====== Извлечённый текст ======

«Мистерия апостола Павла»

И ее вдохновитель Александр Мень

Путеводители по старой Москве не забывают о большом доме на Петровке, 26, чей дворовый фасад выходит в Крапивенский переулок, маленький тихий проезд Петровского бульвара. В них названы несколько известных обитателей, о которых я рассказал в предыдущем «хождении». Это малая часть жильцов бывшего доходного дома, чьи квартиры на одну состоятельную семью стали после пролетарской революции коммунальными, с множеством обедневших соседей.

Москвовед-адресолог Дмитрий Бондаренко дал мне список с тридцатью именами живших здесь с конца XIX века артистов, ученых, писателей, архитекторов — тех, кого Максим Горький назвал «мастерами культуры». Хочу помянуть самых выдающихся из них, не забытых в наш век.

И ее вдохновитель Александр Мень

Петровка, 26, стала адресом Николая Каретникова после того, как он переехал сюда с Малой Бронной, где жил с родителями в квартире бабушки — певицы Марии Дейши-Сионицкой, исполнявшей главные роли в Большом театре. В Московской консерватории, где Николай учился в классе профессора композиции Виссариона Шебалина, партбюро предлагало дирекции исключить его из числа студентов за то, что доносчик увидел у товарища ноты с музыкой Стравинского. После революции в 1917 году Стравинский, любимый ученик Римского-Корсакова, застигнутый мировой войной на гастролях во Франции, не пожелал вернуться в родной Петербург, потеряв благосостояние и близких. Его музыку со времен «Русских сезонов» в Париже исполняли во всем мире лучшие оркестры и солисты Европы и Америки, кроме СССР, где он десятки лет находился под запретом.

Профессор Шебалин, дважды лауреат Сталинской премии, кавалер ордена Ленина, отстоял студента. С причисленного к формалистам вместе с Шостаковичем и Прокофьевым композитора, уволенного с поста директора Московской консерватории, к тому времени опалу сняли. Он не подавлял индивидуальность учеников; из его класса вышли всем понятные Тихон Хренников и Александра Пахмутова и не всем ясные Эдисон Денисов, Софья Губайдуллина и Николай Каретников, русские авангардисты второй половины ХХ века.

В год выпуска из консерватории в Москве с успехом прозвучала оратория Николая Каретникова «Юлиус Фучик», названная именем героя-коммуниста, перед казнью написавшего в фашистской тюрьме феноменальный «Репортаж с петлей на шее». Изданная в годы «борьбы за мир», противостояния СССР и США, она заканчивалась обращением: «Люди, я любил вас. Будьте бдительны!»

(На эту актуальную в пятидесятые годы тему — «Юлиус Фучик. Поэт в тюрьме» — студент художественного института в Ленинграде Илья Глазунов написал картину, принесшую ему лавры лауреата международного конкурса в Праге. Картина открыла перед ним двери выставочного зала в Москве, где к начинающему живописцу пришел первый сенсационный успех.)

====== Предоставленный материал ======

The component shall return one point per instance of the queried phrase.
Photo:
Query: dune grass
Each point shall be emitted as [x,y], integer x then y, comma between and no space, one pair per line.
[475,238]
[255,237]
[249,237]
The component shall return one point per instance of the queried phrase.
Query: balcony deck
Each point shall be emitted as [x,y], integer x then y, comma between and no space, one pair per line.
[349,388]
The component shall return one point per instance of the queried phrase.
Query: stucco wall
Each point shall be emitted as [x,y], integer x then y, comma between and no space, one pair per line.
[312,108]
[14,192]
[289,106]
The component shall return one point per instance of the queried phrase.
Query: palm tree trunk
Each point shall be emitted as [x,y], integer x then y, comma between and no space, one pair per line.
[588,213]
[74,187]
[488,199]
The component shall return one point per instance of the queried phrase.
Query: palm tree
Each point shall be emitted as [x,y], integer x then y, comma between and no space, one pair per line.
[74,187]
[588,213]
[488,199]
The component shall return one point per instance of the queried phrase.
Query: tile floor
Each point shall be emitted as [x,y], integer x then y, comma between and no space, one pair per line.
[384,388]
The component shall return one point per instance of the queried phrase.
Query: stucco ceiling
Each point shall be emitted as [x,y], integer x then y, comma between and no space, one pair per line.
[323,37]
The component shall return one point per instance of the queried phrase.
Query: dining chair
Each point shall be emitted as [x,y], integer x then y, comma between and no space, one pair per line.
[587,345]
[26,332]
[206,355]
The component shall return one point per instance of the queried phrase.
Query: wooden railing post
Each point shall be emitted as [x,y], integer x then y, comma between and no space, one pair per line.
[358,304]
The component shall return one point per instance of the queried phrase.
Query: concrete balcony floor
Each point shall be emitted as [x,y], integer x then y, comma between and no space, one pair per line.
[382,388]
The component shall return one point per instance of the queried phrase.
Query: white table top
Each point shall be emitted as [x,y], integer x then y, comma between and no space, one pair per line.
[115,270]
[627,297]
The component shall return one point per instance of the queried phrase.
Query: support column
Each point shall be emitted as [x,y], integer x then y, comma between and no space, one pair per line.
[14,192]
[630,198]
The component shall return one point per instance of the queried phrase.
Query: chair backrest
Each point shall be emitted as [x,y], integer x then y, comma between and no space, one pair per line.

======

◆ Короткая задача 1:
Ответьте по очерку о Петровке, 26:
(а) Кто дал автору список с тридцатью именами жильцов дома?
(б) В классе какого профессора Николай Каретников учился композиции в Московской консерватории?
(в) Как называлась оратория Каретникова, которая прозвучала в Москве в год его выпуска из консерватории?
◆ Короткая задача 2: Какие выпускники класса Шебалина названы в очерке о Петровке, 26? Перечислите всех.
◆ Короткая задача 3: Допишите следующую часть очерка о Петровке, 26, начав сразу после его последнего предложения.

◆ Письменный ответ 1:
(а) Москвовед-адресолог Дмитрий Бондаренко.
(б) Виссарион Шебалин.
(в) «Юлиус Фучик».

◆ Письменный ответ 2: Тихон Хренников, Александра Пахмутова, Эдисон Денисов, Софья Губайдуллина, Николай Каретников.

◆ Письменный ответ 3:
Спустя три года после исполнения оратории «Юлиус Фучик» Большой театр поставил балет «Геологи» Николая Каретникова. Дебюты на темы, весьма желанные на советской сцене, предвещали молодому композитору известность, почетные звания, премии и награды.

Но все далее пошло у Николая Каретникова не так гладко, как у его сверстников. Услышанная на гастролях в Москве в исполнении канадского пианиста Гленна Гульда музыка модернистов Шенберга и Берга — совсем не та, какую изучали в консерватории, — ошеломила и побудила с тех пор писать авангардную музыку, отказавшись от всего написанного прежде. Тогда же сын московских артистов, атеист, в 27 лет пришел, размышляя о смысле бытия, к вере, православию. Подобно многим московским интеллектуалам, он стал прихожанином златоуста протоиерея Александра Меня, служившего в маленьком храме, похожем на избу, в поселке Новая Деревня под Москвой.

Сюда в церковь привел Николай Каретников друга Александра Галича, преуспевавшего киносценариста и поэта, чьи песни под гитару звучали явным вызовом советской власти. По словам Меня: «Голос Галича казался мне прорывом из глухого молчания».

Когда я однажды услышал Александра Галича в Дубовом зале Дома литераторов, то подумал, что после выступления перед писателями его у порога арестуют. Этого не произошло, но, как известно, отчаянному барду пришлось не по своей воле эмигрировать, и он погиб при невыясненных до конца обстоятельствах в своей квартире в Париже. А светлую голову протоиерея убийца расколол топором у порога его деревенского дома, когда священник шел на утреннюю службу.

Незадолго до гибели Александр Мень вспоминал:

«— Я увидел его сразу, когда он (Галич. — «МК»), такой заметный, высокий, появился на пороге церкви. Он пришел с нашим общим знакомым, композитором Николаем Каретниковым. …И после совершения таинства мы сидели у меня, и он читал нам с Каретниковым свои стихи.

Однажды, когда он прочел нам стихи о том, что надо бояться человека, который «знает, как надо», Каретников спросил его: «А Христос?» Александр Аркадьевич ответил: «Но ведь он не просто человек...»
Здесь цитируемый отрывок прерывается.